Set exercise:
Convert every line of the rows below into a two-column Markdown table, No and Line, numbering the lines in order and omitting blank lines.

----------------------------------------

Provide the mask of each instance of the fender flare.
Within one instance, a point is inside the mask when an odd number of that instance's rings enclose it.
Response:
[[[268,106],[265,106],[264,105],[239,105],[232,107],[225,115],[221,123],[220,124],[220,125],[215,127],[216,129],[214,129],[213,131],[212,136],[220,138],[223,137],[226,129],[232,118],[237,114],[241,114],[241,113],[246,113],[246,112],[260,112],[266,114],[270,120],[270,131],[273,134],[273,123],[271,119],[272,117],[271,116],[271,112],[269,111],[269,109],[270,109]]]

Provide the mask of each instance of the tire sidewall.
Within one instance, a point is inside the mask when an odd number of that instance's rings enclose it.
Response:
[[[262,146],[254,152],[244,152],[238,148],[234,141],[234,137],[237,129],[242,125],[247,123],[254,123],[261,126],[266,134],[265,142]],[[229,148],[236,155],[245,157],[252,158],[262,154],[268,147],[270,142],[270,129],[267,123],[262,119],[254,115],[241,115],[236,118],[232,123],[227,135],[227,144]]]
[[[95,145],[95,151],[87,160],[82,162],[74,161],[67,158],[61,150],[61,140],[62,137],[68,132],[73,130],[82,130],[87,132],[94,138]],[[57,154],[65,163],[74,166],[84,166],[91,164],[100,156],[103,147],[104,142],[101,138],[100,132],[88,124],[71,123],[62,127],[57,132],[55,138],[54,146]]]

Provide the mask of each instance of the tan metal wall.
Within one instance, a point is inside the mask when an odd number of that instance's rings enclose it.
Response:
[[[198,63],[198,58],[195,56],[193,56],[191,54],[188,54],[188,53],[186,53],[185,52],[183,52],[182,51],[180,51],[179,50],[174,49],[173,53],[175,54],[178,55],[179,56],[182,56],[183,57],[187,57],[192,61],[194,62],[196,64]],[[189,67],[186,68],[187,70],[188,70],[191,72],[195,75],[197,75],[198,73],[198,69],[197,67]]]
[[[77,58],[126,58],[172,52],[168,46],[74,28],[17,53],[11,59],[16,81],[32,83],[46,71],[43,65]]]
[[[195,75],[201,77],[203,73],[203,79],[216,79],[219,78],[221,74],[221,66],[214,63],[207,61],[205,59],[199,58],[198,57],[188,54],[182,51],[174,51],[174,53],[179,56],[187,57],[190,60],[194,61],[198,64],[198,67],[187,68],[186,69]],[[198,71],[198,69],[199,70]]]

----------------------------------------

The answer:
| No | Line |
|---|---|
| 1 | Provide the mask of each instance of the fender flare. |
| 2 | Within one instance, a point is inside the mask when an odd number of that instance's rings enclose it. |
| 3 | Response: |
| 4 | [[[268,106],[265,106],[264,105],[239,105],[232,107],[225,115],[221,123],[220,124],[220,125],[215,127],[216,129],[214,129],[213,131],[212,136],[220,138],[223,137],[226,129],[232,118],[237,114],[241,114],[241,113],[246,113],[246,112],[260,112],[266,114],[270,120],[270,131],[273,134],[273,123],[271,119],[272,117],[271,116],[271,112],[269,111],[269,109],[270,109]]] |
| 5 | Provide the mask of each instance of the tire sidewall. |
| 6 | Within one instance, a point is inside the mask when an odd number of that instance's rings enclose it. |
| 7 | Response: |
| 8 | [[[262,146],[254,152],[244,152],[238,148],[234,141],[234,137],[237,129],[242,125],[247,123],[254,123],[261,126],[266,134],[265,142]],[[229,148],[236,155],[245,157],[252,158],[262,154],[268,147],[270,142],[270,129],[267,123],[262,119],[254,115],[241,115],[236,118],[232,123],[227,135],[227,144]]] |
| 9 | [[[95,145],[95,151],[87,160],[82,162],[74,161],[67,158],[61,150],[61,140],[62,137],[68,132],[73,130],[82,130],[87,132],[94,138]],[[57,154],[65,163],[74,166],[84,166],[91,164],[100,156],[103,147],[104,142],[101,138],[100,132],[88,124],[71,123],[62,127],[57,132],[55,138],[54,146]]] |
| 10 | Provide the mask of each instance of the tan metal wall. |
| 11 | Within one instance, a point is inside the mask when an odd number of that instance's rings enclose it. |
| 12 | Response: |
| 13 | [[[198,63],[198,58],[195,56],[193,56],[191,54],[188,54],[188,53],[186,53],[185,52],[183,52],[182,51],[180,51],[179,50],[174,49],[173,53],[175,54],[178,55],[179,56],[182,56],[183,57],[187,57],[192,61],[194,62],[196,64]],[[189,67],[186,68],[187,70],[188,70],[191,72],[195,75],[197,75],[198,73],[198,69],[197,67]]] |
| 14 | [[[77,58],[126,58],[172,52],[168,46],[74,28],[17,53],[11,59],[16,81],[32,83],[46,71],[43,65]]] |
| 15 | [[[195,75],[201,77],[203,73],[203,79],[216,79],[219,78],[221,74],[221,66],[214,63],[207,61],[205,59],[199,58],[198,57],[188,54],[182,51],[174,51],[174,53],[179,56],[187,57],[190,60],[194,61],[198,64],[198,67],[187,68],[186,69]],[[198,71],[198,69],[199,70]]] |